■ Data section:
::::
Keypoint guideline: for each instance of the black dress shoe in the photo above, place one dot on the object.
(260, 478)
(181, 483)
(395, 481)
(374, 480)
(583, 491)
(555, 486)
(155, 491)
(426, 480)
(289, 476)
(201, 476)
::::
■ Task statement:
Lay out the material above as a Markdown table with the columns Number and Entry, giving each nonblank line its own numbered row.

■ Final result:
| Number | Entry |
|---|---|
| 1 | Keypoint guideline: for each instance of the black dress shoe in the photo above, place one dot on the object. |
| 2 | (260, 478) |
| 3 | (181, 483) |
| 4 | (395, 481) |
| 5 | (374, 480) |
| 6 | (583, 491) |
| 7 | (555, 486) |
| 8 | (155, 491) |
| 9 | (426, 480) |
| 10 | (289, 476) |
| 11 | (201, 476) |